**Entries**
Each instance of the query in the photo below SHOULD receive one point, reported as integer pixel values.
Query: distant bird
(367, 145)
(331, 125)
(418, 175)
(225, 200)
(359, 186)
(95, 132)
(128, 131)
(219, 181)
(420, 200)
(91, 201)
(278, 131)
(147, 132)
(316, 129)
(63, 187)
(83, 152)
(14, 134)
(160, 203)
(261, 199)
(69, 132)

**Given request**
Rewrite the lines above with "distant bird" replaced by "small bird", changing nothing else.

**Solved exercise**
Each instance of the query in the photo below SHOULD receive one point, reported as integer pixel values.
Query: small bird
(367, 145)
(331, 125)
(418, 175)
(225, 200)
(359, 186)
(95, 132)
(128, 131)
(219, 181)
(420, 200)
(91, 201)
(278, 131)
(147, 132)
(316, 129)
(63, 187)
(83, 152)
(14, 134)
(160, 203)
(261, 199)
(69, 132)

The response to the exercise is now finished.